_Lesetext_.
##############################

Reportagen von Ilija Trojanow

Der entfesselte Globus

Ilija Trojanow war Zeit seines Lebens ein Globetrotter. In Bulgarien geboren, verbrachte er schon seine Kindheit in Italien, Deutschland und Kenia. Die Erinnerungen an Afrika machen einen Großteil der nun vorliegenden Reportage-Sammlung aus.

Peter Zimmermann im Gespräch mit Ilija Trojanow

Wir waren Illegale, auf der Flucht, aber ich spürte ein Gefühl der Verzauberung. Auf dieser Flucht waren wir gewissermaßen nackt. Es ist ein Zustand, bei dem die Welt einen Abdruck auf dem eigenen Körper hinterlässt.

##############################

_Liste der Einträge_.
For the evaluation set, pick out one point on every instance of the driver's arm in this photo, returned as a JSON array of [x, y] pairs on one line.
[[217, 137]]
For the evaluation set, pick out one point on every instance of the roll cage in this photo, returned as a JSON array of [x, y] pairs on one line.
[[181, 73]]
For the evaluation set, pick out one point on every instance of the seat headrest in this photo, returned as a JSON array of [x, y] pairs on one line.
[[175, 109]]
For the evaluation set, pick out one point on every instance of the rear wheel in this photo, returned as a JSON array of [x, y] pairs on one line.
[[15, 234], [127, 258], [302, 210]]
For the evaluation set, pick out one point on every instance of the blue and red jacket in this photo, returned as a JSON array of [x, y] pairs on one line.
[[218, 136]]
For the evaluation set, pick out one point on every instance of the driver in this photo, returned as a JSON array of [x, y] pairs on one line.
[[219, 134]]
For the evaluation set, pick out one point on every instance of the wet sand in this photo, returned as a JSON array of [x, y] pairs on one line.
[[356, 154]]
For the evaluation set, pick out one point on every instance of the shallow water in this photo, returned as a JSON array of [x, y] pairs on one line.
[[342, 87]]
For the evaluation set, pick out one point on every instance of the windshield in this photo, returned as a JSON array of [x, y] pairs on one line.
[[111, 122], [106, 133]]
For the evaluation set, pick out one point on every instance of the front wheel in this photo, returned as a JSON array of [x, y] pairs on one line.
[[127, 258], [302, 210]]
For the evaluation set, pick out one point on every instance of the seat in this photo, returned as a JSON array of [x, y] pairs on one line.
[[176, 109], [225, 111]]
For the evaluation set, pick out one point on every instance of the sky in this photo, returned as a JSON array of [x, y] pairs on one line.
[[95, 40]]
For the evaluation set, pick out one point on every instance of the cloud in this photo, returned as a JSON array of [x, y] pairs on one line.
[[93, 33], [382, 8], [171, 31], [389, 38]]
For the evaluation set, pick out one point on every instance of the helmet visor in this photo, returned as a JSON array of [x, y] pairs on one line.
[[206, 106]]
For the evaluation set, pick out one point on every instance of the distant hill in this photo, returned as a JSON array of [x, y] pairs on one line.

##############################

_Aufgaben zur Übung_.
**1.** In welchem Land wurde Ilija Trojanow laut dem Lesetext geboren?
**2.** Ersetze im Lesetext über Ilija Trojanow "Flucht" durch "Reise" und schreibe dabei den Abschnitt neu, der an der Stelle mit "Reportagen von Ilija" beginnt und nach "eigenen Körper hinterlässt." endet.
**3.** Führe den Lesetext über Ilija Trojanow nach seinem letzten Satz weiter.

_Die Antworten_.
**1.** In Bulgarien.

**2.**
Reportagen von Ilija Trojanow

Der entfesselte Globus

Ilija Trojanow war Zeit seines Lebens ein Globetrotter. In Bulgarien geboren, verbrachte er schon seine Kindheit in Italien, Deutschland und Kenia. Die Erinnerungen an Afrika machen einen Großteil der nun vorliegenden Reportage-Sammlung aus.

Peter Zimmermann im Gespräch mit Ilija Trojanow

Wir waren Illegale, auf der Reise, aber ich spürte ein Gefühl der Verzauberung. Auf dieser Reise waren wir gewissermaßen nackt. Es ist ein Zustand, bei dem die Welt einen Abdruck auf dem eigenen Körper hinterlässt.

**3.**
Schon im Alter von sechs Jahren lernt Ilija Trojanow das Fremde intensiv kennen. Seine Rückschau beginnt mit jenem Tag, als er mit seinen Eltern auf der Flucht aus Bulgarien in ein Lager nahe Triest kommt, wo er kein Wort versteht. Seither versuche er sich einen Reim auf das Unverständliche zu machen, schreibt er. Viel Zeit sich an bestimmte Orte und Kulturen zu gewöhnen hat er allerdings kaum. Nach einem kurzen Deutschlandaufenthalt geht es weiter nach Kenia, wo sein Vater einen Job als Ingenieur erhält und der junge Ilija in einem Internat in Nairobi erneut mit völlig neuen Eindrücken zurechtkommen muss.

Weimarer Republik bei fünfzehn Grad. Homo Faber bei zwanzig Grad. Zur ersten Pause bricht die Sonne durch die Wolken. Der Kiosk, geradezu versteckt im hintersten Winkel. Cadbury oder Fudge? Evolution bei fünfundzwanzig Grad. Sur le quai d'Amsterdam bei dreißig Grad.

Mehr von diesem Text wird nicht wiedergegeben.